Source material —
****
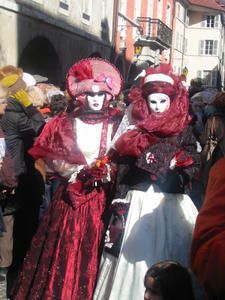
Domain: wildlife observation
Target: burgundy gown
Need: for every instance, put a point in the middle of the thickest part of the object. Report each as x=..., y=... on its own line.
x=63, y=260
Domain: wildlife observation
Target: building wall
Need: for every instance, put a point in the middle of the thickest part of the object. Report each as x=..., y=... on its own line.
x=71, y=37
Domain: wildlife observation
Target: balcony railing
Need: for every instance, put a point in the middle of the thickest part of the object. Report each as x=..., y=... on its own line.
x=155, y=31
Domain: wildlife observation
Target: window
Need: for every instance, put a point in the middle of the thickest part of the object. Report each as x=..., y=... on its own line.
x=168, y=15
x=150, y=8
x=160, y=9
x=86, y=11
x=209, y=77
x=208, y=47
x=185, y=45
x=179, y=41
x=210, y=21
x=180, y=12
x=64, y=4
x=137, y=13
x=64, y=7
x=104, y=17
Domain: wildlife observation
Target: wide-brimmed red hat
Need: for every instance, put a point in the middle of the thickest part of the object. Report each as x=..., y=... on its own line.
x=93, y=75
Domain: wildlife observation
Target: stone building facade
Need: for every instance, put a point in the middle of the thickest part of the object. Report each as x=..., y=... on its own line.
x=46, y=37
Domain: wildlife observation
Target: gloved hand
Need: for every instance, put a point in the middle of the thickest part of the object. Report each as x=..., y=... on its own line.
x=172, y=182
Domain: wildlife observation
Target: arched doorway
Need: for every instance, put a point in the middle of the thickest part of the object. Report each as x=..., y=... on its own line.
x=40, y=57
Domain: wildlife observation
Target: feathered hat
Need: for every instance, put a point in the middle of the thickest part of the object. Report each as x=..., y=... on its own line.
x=93, y=75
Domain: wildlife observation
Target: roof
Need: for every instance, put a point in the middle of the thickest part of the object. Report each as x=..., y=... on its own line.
x=207, y=3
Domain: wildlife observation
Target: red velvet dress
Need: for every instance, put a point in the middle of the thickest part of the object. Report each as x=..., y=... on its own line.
x=63, y=260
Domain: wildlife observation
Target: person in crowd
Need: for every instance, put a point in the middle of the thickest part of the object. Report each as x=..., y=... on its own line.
x=168, y=280
x=8, y=201
x=57, y=104
x=213, y=137
x=152, y=218
x=63, y=260
x=208, y=244
x=21, y=123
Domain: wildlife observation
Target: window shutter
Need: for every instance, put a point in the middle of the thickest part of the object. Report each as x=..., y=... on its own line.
x=215, y=44
x=199, y=74
x=203, y=22
x=201, y=47
x=214, y=78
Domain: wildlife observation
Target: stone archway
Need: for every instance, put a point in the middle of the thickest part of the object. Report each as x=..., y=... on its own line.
x=120, y=64
x=40, y=57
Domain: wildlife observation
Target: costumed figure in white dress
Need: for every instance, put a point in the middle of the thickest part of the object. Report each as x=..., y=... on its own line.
x=63, y=260
x=152, y=217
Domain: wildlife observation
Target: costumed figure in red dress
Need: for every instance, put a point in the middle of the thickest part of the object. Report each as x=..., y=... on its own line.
x=63, y=260
x=152, y=217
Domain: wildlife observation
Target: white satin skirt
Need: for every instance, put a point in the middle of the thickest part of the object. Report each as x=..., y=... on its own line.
x=159, y=227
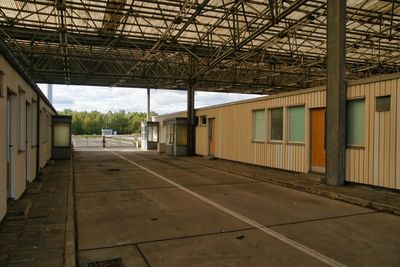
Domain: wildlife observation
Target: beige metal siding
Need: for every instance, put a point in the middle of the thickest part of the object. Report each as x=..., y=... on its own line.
x=234, y=133
x=375, y=162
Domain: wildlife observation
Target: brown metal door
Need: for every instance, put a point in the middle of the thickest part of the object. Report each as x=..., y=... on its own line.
x=318, y=153
x=211, y=130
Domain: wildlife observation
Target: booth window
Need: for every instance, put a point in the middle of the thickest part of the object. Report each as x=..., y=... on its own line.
x=203, y=120
x=259, y=125
x=61, y=135
x=296, y=123
x=170, y=134
x=152, y=134
x=22, y=120
x=182, y=134
x=355, y=110
x=276, y=119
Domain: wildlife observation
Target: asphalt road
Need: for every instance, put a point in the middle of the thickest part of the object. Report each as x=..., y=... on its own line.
x=152, y=210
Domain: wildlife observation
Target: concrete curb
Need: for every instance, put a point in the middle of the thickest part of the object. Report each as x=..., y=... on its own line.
x=69, y=254
x=320, y=192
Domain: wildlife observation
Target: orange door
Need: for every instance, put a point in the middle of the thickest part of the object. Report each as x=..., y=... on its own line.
x=211, y=136
x=318, y=154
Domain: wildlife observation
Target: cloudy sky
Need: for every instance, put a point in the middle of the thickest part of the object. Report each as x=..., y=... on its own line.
x=88, y=98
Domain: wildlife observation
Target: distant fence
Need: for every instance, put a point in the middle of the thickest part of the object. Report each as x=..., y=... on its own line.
x=108, y=141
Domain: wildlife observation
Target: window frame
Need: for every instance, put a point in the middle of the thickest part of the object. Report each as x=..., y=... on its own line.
x=270, y=140
x=348, y=145
x=288, y=124
x=253, y=126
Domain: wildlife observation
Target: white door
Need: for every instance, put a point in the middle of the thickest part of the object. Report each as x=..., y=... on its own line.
x=28, y=153
x=10, y=143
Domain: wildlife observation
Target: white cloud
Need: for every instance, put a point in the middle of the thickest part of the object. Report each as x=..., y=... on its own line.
x=88, y=98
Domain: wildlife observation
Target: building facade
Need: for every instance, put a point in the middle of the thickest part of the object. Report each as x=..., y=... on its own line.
x=287, y=131
x=25, y=131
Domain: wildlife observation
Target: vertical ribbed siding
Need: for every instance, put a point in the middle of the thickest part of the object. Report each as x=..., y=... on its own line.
x=234, y=133
x=375, y=162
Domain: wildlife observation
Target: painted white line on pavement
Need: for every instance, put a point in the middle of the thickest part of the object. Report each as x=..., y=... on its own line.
x=268, y=231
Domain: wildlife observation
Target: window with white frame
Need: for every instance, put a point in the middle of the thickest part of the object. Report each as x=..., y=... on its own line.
x=22, y=120
x=276, y=124
x=355, y=110
x=170, y=133
x=296, y=123
x=259, y=125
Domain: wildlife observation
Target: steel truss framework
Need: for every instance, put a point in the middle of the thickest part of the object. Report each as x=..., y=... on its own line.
x=250, y=46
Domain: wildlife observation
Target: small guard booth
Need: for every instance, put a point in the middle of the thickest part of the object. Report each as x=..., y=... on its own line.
x=176, y=139
x=149, y=135
x=61, y=142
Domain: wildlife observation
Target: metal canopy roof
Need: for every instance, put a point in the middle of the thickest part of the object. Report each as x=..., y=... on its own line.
x=250, y=46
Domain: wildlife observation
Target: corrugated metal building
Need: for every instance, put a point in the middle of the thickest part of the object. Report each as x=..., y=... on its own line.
x=22, y=105
x=287, y=131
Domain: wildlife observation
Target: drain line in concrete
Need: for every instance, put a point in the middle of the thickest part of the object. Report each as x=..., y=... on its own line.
x=266, y=230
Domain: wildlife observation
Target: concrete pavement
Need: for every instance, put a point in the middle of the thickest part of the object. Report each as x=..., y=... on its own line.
x=194, y=217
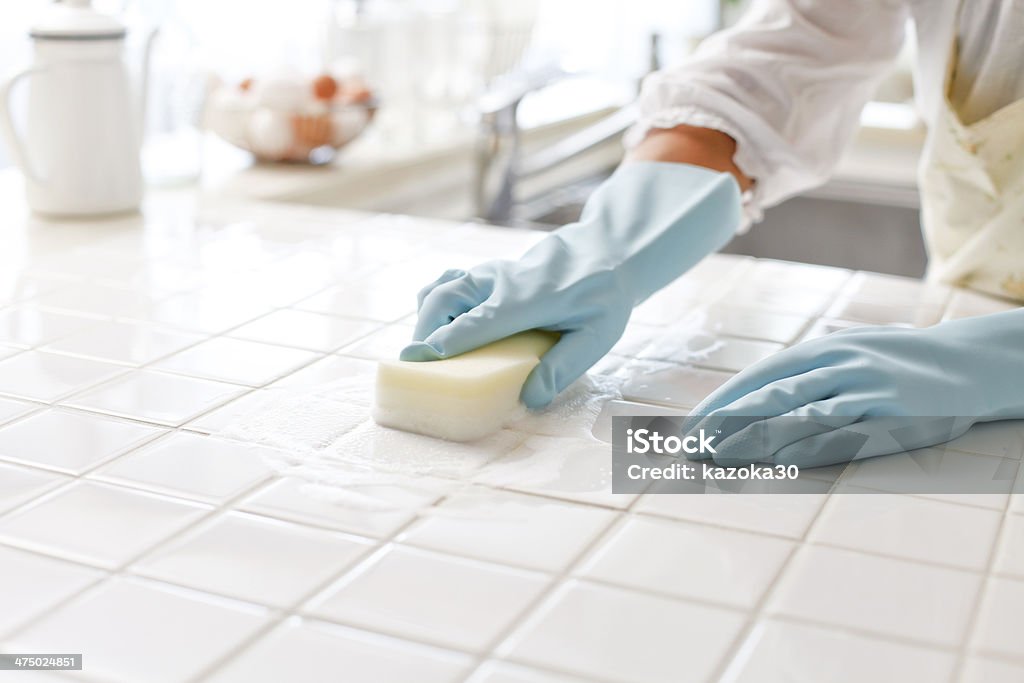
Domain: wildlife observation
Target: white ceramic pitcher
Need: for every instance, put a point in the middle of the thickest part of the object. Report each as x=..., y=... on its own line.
x=80, y=152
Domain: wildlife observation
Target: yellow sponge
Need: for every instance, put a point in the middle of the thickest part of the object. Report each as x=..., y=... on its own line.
x=464, y=397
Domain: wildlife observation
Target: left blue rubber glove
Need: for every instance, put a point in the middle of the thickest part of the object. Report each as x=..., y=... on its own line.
x=868, y=391
x=642, y=228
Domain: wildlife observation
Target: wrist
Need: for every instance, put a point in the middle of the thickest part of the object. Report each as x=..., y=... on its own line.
x=689, y=144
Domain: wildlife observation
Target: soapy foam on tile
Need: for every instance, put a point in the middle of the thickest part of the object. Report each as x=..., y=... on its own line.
x=325, y=436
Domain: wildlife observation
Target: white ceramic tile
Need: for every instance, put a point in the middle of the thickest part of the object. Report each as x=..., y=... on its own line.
x=782, y=299
x=131, y=343
x=781, y=514
x=70, y=441
x=48, y=377
x=955, y=476
x=254, y=558
x=431, y=598
x=576, y=469
x=310, y=651
x=620, y=635
x=1000, y=619
x=97, y=523
x=797, y=275
x=634, y=339
x=304, y=330
x=237, y=360
x=893, y=290
x=706, y=350
x=881, y=595
x=225, y=420
x=329, y=370
x=190, y=465
x=620, y=409
x=20, y=484
x=670, y=383
x=395, y=455
x=510, y=528
x=15, y=286
x=141, y=631
x=381, y=304
x=377, y=512
x=827, y=326
x=34, y=584
x=1010, y=558
x=506, y=672
x=985, y=670
x=688, y=560
x=909, y=527
x=28, y=326
x=754, y=324
x=782, y=652
x=666, y=307
x=11, y=409
x=161, y=397
x=886, y=313
x=386, y=343
x=94, y=300
x=205, y=310
x=1004, y=438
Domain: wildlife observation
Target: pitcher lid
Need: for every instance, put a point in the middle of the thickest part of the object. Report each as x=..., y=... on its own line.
x=76, y=19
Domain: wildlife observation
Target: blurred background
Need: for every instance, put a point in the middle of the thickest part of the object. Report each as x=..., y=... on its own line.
x=503, y=111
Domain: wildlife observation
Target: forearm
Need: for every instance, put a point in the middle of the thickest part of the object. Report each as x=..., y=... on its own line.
x=689, y=144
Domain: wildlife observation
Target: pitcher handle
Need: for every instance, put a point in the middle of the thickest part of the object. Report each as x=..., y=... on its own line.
x=17, y=150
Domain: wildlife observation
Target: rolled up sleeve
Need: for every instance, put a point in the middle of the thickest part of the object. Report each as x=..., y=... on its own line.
x=787, y=83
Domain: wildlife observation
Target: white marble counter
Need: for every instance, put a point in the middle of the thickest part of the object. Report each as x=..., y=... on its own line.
x=137, y=528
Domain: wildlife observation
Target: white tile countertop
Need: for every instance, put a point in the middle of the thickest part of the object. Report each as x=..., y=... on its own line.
x=140, y=527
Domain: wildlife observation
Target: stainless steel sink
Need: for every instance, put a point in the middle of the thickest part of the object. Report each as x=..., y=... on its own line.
x=826, y=231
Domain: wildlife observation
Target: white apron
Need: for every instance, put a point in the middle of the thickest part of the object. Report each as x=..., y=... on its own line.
x=972, y=186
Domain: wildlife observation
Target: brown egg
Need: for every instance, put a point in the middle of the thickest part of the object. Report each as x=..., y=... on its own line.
x=325, y=87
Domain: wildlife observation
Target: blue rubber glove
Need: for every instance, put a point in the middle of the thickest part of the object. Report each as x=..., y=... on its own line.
x=642, y=228
x=848, y=395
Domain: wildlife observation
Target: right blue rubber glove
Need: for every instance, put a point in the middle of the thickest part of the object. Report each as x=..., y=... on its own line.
x=643, y=227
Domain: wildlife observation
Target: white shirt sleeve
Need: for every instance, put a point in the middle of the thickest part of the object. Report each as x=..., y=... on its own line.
x=787, y=83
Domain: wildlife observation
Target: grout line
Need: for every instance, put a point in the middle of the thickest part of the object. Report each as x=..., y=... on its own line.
x=973, y=617
x=559, y=579
x=728, y=664
x=294, y=609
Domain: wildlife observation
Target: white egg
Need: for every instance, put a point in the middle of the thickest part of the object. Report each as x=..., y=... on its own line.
x=283, y=93
x=270, y=133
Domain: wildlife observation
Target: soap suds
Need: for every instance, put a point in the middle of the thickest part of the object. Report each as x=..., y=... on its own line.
x=325, y=436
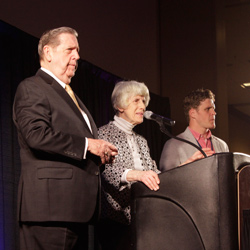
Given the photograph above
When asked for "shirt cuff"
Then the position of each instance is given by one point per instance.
(85, 149)
(124, 176)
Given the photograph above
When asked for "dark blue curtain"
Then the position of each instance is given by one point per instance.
(19, 59)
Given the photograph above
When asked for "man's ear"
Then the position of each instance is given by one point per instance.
(192, 113)
(47, 51)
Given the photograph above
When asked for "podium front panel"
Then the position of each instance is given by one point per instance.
(195, 208)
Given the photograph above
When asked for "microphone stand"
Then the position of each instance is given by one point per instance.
(165, 131)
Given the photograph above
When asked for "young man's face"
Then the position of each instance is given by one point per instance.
(205, 114)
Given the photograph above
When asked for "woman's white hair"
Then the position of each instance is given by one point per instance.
(124, 90)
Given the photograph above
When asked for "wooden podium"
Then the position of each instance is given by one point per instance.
(195, 208)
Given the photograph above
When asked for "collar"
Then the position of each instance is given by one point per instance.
(199, 136)
(52, 75)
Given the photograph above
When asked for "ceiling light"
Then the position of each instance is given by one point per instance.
(245, 85)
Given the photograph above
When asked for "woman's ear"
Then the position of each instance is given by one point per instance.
(120, 110)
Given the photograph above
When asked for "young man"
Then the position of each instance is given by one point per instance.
(60, 155)
(199, 109)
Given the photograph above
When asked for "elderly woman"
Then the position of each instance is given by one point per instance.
(133, 162)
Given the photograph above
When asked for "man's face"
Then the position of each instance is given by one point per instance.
(64, 57)
(204, 115)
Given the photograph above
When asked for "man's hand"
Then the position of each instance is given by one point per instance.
(149, 178)
(198, 155)
(104, 149)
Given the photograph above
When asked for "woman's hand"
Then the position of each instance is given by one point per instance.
(149, 178)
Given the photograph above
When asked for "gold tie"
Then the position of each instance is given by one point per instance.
(71, 94)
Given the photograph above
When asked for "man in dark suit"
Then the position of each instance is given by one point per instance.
(60, 155)
(199, 109)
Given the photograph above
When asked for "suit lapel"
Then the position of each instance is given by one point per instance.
(65, 96)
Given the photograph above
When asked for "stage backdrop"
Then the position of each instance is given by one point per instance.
(19, 59)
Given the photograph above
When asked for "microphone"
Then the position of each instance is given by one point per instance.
(160, 119)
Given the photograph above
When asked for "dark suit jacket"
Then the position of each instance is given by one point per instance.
(56, 184)
(177, 152)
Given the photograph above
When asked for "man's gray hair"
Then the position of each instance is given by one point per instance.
(50, 37)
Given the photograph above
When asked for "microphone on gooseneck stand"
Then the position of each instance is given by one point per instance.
(162, 121)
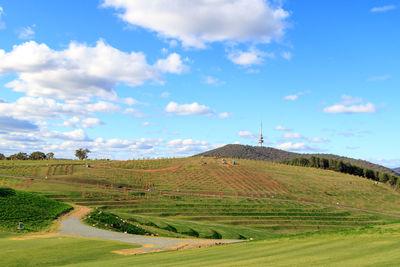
****
What to produce —
Return, from the data, each line that has the word "figure" in it.

Task output —
Target: costumed figure in white dress
Target: costumed figure in red dress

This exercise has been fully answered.